_What needs to be done_. When copying the records below, keep every word as it is and drop the images.

(Dataset records)
┏━━

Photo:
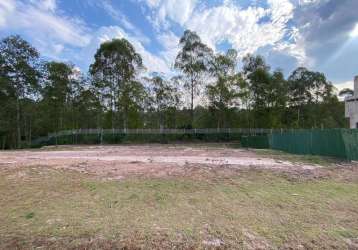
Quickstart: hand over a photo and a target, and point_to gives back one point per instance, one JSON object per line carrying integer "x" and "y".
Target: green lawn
{"x": 57, "y": 209}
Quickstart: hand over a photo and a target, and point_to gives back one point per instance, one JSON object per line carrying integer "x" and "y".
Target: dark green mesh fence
{"x": 326, "y": 142}
{"x": 339, "y": 143}
{"x": 255, "y": 141}
{"x": 350, "y": 139}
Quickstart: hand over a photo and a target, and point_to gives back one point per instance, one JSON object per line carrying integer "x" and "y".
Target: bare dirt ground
{"x": 190, "y": 196}
{"x": 117, "y": 162}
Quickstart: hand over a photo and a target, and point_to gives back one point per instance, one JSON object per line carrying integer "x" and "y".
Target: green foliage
{"x": 40, "y": 98}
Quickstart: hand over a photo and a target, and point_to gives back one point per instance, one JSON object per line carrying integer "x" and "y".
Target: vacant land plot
{"x": 175, "y": 196}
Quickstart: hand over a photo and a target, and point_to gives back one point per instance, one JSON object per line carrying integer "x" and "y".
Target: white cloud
{"x": 49, "y": 5}
{"x": 6, "y": 9}
{"x": 49, "y": 31}
{"x": 177, "y": 11}
{"x": 152, "y": 62}
{"x": 354, "y": 32}
{"x": 246, "y": 29}
{"x": 170, "y": 44}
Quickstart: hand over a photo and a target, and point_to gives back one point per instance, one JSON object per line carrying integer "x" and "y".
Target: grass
{"x": 253, "y": 208}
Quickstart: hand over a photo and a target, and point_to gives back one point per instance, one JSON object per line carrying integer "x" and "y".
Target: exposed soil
{"x": 117, "y": 162}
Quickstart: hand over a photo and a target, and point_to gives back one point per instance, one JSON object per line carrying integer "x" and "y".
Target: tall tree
{"x": 308, "y": 89}
{"x": 58, "y": 95}
{"x": 19, "y": 64}
{"x": 193, "y": 60}
{"x": 164, "y": 96}
{"x": 225, "y": 90}
{"x": 114, "y": 71}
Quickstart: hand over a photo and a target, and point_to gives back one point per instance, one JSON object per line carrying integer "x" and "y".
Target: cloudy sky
{"x": 318, "y": 34}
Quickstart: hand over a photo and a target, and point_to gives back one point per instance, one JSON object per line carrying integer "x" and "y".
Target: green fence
{"x": 339, "y": 143}
{"x": 255, "y": 141}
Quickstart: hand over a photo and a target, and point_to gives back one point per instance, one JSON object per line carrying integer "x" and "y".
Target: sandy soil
{"x": 116, "y": 162}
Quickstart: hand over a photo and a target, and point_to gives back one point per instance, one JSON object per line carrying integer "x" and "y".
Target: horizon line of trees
{"x": 38, "y": 97}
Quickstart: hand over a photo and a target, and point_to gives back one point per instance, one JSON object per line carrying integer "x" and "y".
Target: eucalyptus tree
{"x": 19, "y": 68}
{"x": 193, "y": 61}
{"x": 225, "y": 90}
{"x": 114, "y": 72}
{"x": 307, "y": 89}
{"x": 57, "y": 95}
{"x": 164, "y": 97}
{"x": 346, "y": 92}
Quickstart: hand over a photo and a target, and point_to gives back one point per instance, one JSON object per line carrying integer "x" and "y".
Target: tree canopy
{"x": 209, "y": 90}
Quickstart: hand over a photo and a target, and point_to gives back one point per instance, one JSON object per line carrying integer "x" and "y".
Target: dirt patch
{"x": 118, "y": 162}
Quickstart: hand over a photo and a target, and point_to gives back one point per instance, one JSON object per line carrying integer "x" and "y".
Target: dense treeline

┗━━

_Output of the task_.
Photo:
Quickstart: hand over a photo and a target, and point_to gives back one point per instance, one JSON object per line carrying integer "x" and "y".
Target: green lawn
{"x": 57, "y": 209}
Quickstart: hand over a photo and a target, and point_to gives back one point per instance, one JSON object per line carrying integer "x" and "y".
Target: dark green mesh fence
{"x": 326, "y": 142}
{"x": 339, "y": 143}
{"x": 255, "y": 141}
{"x": 350, "y": 139}
Quickstart: hand over a photo and a target, and point_to gives back one point per instance, one JSON object per line carrying integer "x" and "y".
Target: bare dirt ground
{"x": 190, "y": 196}
{"x": 117, "y": 162}
Quickstart: hand over a photo and a target, and point_to gives back one point per instance, one JSON object per line carrying integer "x" and "y".
Target: green foliage
{"x": 40, "y": 98}
Quickstart: hand over a photo and a target, and point_to gives back one point per instance, one JSON object per line carrying integer "x" and "y".
Target: vacant land plot
{"x": 175, "y": 196}
Quickstart: hand over a photo and a target, and point_to gives back one point per instance, one JSON object per line carrying integer "x" and "y".
Target: white cloud
{"x": 49, "y": 5}
{"x": 6, "y": 9}
{"x": 49, "y": 31}
{"x": 177, "y": 11}
{"x": 152, "y": 62}
{"x": 354, "y": 32}
{"x": 246, "y": 29}
{"x": 170, "y": 44}
Quickstart: hand over a photo and a target, and point_to gives back one point per instance, one JSON object per line carrying integer "x" and "y".
Target: grass
{"x": 253, "y": 208}
Quickstart: hand over a photo and a target, and point_to gives back one point per instance, one JSON object per line carrying integer "x" and "y".
Target: exposed soil
{"x": 117, "y": 162}
Quickstart: hand over a photo and a target, and point_to gives back one point per instance, one JSON object per line carrying integer "x" and "y".
Target: tall tree
{"x": 308, "y": 89}
{"x": 58, "y": 95}
{"x": 19, "y": 64}
{"x": 193, "y": 60}
{"x": 164, "y": 96}
{"x": 225, "y": 90}
{"x": 114, "y": 71}
Quickstart: hand over a photo and a target, and point_to gives back one point per instance, one JSON object per line carrying integer "x" and "y".
Target: cloudy sky
{"x": 318, "y": 34}
Quickstart: hand over a photo and a target, and point_to gives back one point per instance, one JSON object per line carrying integer "x" and "y".
Target: green fence
{"x": 339, "y": 143}
{"x": 255, "y": 141}
Quickstart: hand over a photo and a target, and point_to gives back one point per instance, one JSON object per line carrying integer "x" and "y".
Target: sandy soil
{"x": 116, "y": 162}
Quickstart: hand over a photo and a target, and point_to gives back one point per instance, one JSON object per line carrying integer "x" and "y".
Target: horizon line of trees
{"x": 38, "y": 97}
Quickstart: hand over a photo and a target, and point_to gives back one point per instance, one JSON object per line carrying integer "x" and "y".
Target: eucalyptus tree
{"x": 19, "y": 68}
{"x": 193, "y": 61}
{"x": 225, "y": 90}
{"x": 114, "y": 72}
{"x": 307, "y": 89}
{"x": 57, "y": 95}
{"x": 164, "y": 97}
{"x": 346, "y": 92}
Quickstart: hand over a photo and a target, and point_to gives back one point per instance, one JSON object per line carrying integer "x" and "y".
Target: tree canopy
{"x": 209, "y": 90}
Quickstart: hand over a photo and a target, and point_to gives back one point per instance, one JSON object per line carrying integer "x" and "y".
Target: dirt patch
{"x": 118, "y": 162}
Quickstart: hand over a photo and a target, and point_to gives back one point per instance, one JSON object per line carrying integer "x" and "y".
Target: dense treeline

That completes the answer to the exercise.